══ EXERCISE INPUTS

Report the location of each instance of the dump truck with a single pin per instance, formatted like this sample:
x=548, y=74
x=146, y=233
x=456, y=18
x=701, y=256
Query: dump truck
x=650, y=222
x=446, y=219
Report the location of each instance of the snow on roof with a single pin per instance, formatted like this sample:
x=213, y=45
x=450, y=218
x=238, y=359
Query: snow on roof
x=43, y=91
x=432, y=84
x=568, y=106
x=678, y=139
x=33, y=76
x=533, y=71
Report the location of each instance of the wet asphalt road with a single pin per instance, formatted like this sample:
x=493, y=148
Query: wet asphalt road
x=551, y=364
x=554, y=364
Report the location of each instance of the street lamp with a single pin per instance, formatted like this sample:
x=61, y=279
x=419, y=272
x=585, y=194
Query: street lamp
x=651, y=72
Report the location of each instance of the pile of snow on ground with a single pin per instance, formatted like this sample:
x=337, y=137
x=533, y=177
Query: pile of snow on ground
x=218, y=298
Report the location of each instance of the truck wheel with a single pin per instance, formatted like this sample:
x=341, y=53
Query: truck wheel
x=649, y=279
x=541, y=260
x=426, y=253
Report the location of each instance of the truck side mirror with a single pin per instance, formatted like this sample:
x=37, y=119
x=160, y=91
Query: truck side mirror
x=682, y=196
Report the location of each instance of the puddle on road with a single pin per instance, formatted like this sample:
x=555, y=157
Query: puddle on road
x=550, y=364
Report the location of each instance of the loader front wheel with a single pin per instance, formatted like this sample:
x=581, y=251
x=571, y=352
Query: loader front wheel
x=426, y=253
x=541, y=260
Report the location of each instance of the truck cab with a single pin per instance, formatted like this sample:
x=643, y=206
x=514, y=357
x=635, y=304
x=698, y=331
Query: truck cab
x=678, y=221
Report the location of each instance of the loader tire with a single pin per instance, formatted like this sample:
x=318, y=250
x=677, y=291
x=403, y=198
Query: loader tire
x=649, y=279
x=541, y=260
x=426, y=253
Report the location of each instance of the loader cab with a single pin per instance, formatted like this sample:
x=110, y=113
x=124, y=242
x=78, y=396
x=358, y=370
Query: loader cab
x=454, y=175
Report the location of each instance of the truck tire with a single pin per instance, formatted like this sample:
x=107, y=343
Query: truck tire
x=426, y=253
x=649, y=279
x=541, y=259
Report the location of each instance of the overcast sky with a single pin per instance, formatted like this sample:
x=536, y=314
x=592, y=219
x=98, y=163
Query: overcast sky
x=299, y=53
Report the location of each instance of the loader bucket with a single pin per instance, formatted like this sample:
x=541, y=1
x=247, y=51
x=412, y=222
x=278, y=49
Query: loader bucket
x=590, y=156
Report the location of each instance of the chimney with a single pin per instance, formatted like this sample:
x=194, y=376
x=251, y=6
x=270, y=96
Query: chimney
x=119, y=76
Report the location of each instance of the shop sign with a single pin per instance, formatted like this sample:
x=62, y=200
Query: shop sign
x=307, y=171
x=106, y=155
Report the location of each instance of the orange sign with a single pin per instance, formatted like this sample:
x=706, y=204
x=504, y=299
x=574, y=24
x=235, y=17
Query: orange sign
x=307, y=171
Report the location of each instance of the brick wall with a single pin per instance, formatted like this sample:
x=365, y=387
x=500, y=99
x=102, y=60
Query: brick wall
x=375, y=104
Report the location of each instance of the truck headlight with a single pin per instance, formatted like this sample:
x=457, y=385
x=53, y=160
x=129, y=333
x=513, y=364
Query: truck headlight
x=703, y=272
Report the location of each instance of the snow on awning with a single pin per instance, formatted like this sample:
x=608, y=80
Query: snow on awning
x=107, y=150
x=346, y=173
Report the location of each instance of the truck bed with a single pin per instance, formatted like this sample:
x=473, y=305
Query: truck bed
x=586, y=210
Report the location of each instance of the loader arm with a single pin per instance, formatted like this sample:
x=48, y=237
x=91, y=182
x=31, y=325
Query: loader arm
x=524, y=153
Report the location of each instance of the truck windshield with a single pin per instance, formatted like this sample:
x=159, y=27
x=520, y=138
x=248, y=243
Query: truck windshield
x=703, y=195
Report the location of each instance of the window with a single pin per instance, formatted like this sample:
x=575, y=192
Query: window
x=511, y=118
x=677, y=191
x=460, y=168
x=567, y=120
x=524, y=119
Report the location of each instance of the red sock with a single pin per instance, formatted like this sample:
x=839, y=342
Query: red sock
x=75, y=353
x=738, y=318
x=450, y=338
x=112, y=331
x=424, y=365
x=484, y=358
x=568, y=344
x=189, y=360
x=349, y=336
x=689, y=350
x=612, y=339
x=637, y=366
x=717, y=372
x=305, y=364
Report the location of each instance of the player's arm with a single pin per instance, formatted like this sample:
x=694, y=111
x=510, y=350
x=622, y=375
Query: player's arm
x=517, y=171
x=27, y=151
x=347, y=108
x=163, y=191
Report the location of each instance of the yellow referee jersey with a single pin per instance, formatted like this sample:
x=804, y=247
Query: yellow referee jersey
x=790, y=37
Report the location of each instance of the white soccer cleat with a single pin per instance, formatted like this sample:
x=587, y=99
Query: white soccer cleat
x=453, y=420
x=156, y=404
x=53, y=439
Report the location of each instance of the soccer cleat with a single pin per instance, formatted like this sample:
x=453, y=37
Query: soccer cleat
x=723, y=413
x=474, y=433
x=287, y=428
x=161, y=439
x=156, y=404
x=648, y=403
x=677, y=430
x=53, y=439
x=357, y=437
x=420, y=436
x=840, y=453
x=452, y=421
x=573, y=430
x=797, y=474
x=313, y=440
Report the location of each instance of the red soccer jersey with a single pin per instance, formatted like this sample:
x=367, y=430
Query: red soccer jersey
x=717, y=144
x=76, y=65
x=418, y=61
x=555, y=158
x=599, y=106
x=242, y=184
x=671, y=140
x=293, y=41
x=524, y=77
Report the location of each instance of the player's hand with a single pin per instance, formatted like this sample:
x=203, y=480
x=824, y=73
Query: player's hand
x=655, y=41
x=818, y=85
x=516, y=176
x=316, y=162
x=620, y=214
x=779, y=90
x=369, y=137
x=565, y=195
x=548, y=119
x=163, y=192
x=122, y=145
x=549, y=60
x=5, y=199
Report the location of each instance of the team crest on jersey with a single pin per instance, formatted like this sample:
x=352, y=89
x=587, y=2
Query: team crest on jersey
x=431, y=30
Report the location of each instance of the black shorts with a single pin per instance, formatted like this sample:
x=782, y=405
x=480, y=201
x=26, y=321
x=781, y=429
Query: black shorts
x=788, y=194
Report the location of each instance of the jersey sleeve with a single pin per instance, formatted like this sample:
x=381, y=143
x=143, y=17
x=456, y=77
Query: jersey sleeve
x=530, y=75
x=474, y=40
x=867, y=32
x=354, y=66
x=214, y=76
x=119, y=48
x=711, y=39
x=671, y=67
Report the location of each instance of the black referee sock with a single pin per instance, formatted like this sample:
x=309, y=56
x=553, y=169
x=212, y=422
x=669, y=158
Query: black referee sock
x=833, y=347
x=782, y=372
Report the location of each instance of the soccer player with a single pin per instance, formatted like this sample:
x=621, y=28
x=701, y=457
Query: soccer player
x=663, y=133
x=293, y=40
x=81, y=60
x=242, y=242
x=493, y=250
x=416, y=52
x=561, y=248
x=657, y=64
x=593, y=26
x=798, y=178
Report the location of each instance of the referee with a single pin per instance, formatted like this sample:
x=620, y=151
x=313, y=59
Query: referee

════
══ EXERCISE INPUTS

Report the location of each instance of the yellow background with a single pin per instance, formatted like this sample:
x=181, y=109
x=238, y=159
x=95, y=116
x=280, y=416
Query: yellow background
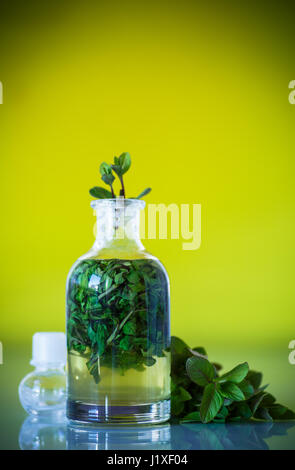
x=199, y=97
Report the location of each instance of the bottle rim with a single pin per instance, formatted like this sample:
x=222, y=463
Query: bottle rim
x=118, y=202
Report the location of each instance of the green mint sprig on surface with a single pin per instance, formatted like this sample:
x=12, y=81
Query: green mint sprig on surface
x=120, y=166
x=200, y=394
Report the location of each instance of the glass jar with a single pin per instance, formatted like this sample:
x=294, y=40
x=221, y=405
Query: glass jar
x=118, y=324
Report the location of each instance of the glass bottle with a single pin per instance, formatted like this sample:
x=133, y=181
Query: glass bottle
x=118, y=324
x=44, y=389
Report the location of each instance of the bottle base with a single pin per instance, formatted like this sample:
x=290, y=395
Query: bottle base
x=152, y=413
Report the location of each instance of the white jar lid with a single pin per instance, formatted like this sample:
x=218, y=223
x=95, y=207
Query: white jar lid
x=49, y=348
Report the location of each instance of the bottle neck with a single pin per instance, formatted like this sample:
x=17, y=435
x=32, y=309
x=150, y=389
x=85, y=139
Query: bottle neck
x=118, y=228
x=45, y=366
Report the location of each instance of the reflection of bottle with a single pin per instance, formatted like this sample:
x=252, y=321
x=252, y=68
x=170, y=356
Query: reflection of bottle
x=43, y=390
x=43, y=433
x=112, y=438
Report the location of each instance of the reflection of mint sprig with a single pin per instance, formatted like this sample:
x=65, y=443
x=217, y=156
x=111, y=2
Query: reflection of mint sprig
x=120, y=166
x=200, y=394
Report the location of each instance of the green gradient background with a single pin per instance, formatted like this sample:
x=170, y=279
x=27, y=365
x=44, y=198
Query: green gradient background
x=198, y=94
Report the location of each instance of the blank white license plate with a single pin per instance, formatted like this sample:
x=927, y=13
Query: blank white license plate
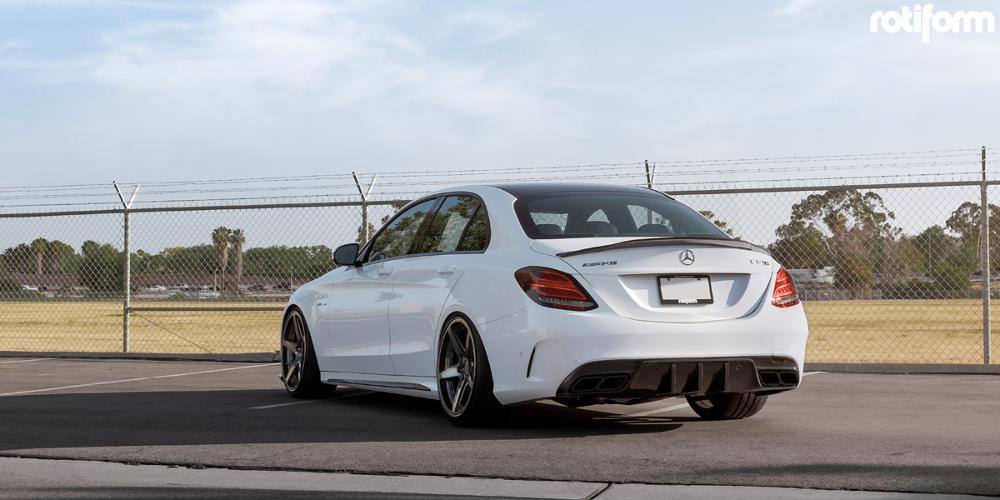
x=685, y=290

════
══ EXERCISE INPUTS

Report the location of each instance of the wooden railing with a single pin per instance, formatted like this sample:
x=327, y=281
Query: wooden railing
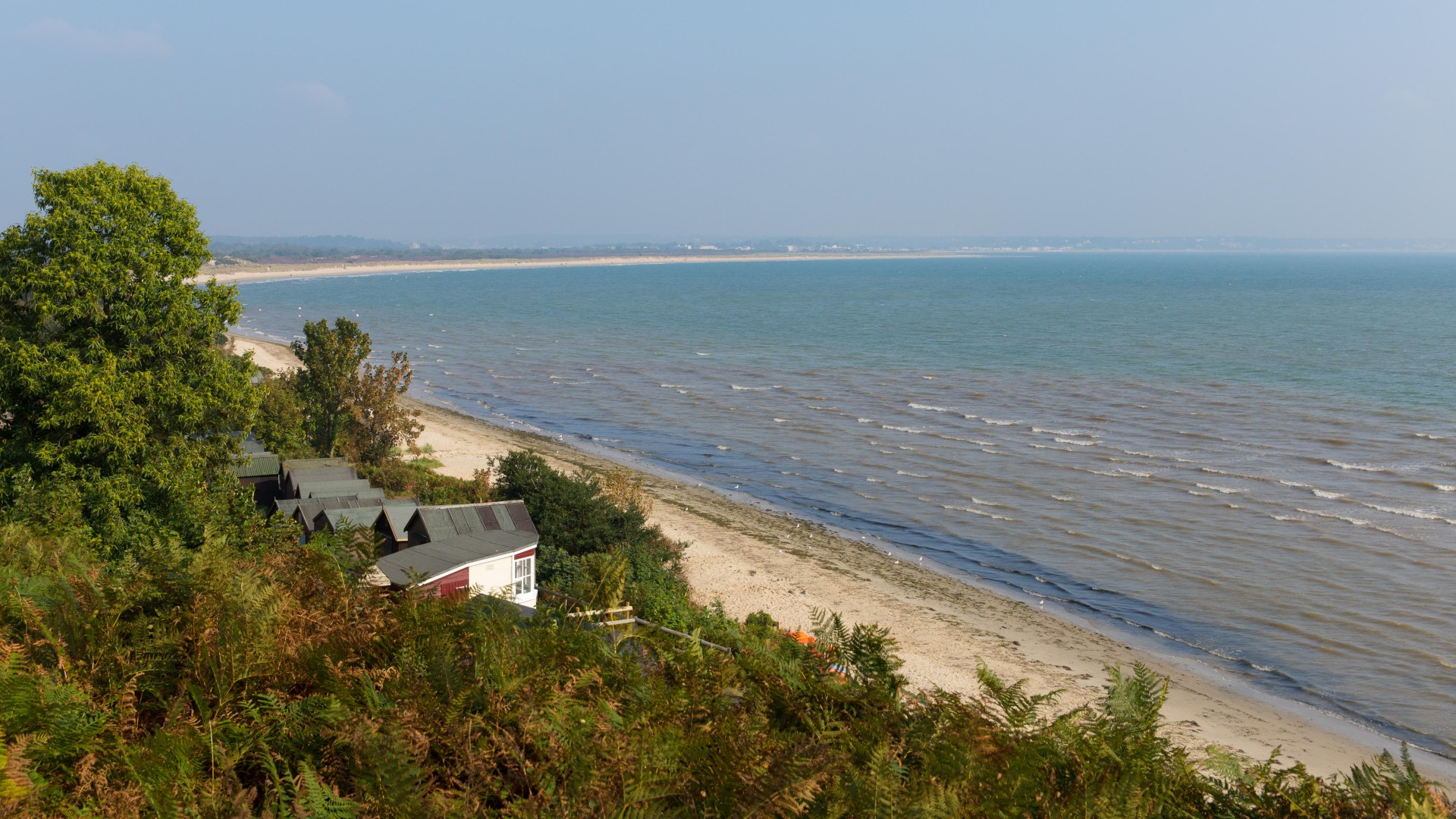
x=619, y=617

════

# [EXERCISE REQUIREMENTS]
Reproduce only the lines between the one holding "Report the location of each instance of the player's hand" and the one holding "x=782, y=372", inclusive, requests included, scaling each x and y coordinate in the answers by 2.45 and rounding to whole numbers, with halves rounded up. Leave the numbers in the requests and their format samples unchanged.

# [FULL SOLUTION]
Report the location of each instance of the player's hand with a single pin per instance, formatted like this sample:
x=203, y=480
x=824, y=73
Query: player's hand
x=1605, y=100
x=2004, y=208
x=1264, y=431
x=774, y=397
x=1519, y=524
x=1909, y=221
x=904, y=336
x=1384, y=478
x=1343, y=292
x=399, y=470
x=299, y=355
x=1345, y=147
x=12, y=488
Report the location of each instance of the team crest on jersey with a single pin per instance, formatted like this sample:
x=352, y=89
x=587, y=2
Query: team crest on jersey
x=1056, y=74
Report the location of each instance of the black shorts with a single pin per instance, formatted like this sample:
x=782, y=405
x=480, y=201
x=26, y=321
x=781, y=429
Query: black shorts
x=1931, y=475
Report the location of each instance of the jersey sleeve with a single pin per instance, formatted like this sample:
x=381, y=143
x=143, y=17
x=456, y=77
Query: jersey sleeve
x=1299, y=184
x=1161, y=98
x=2124, y=78
x=867, y=162
x=524, y=186
x=292, y=118
x=1742, y=96
x=1644, y=164
Report the location of each instance of the black referee sock with a single pin per instance, formatted like this sample:
x=309, y=56
x=553, y=169
x=212, y=422
x=669, y=158
Query: black referee sock
x=2041, y=850
x=1916, y=911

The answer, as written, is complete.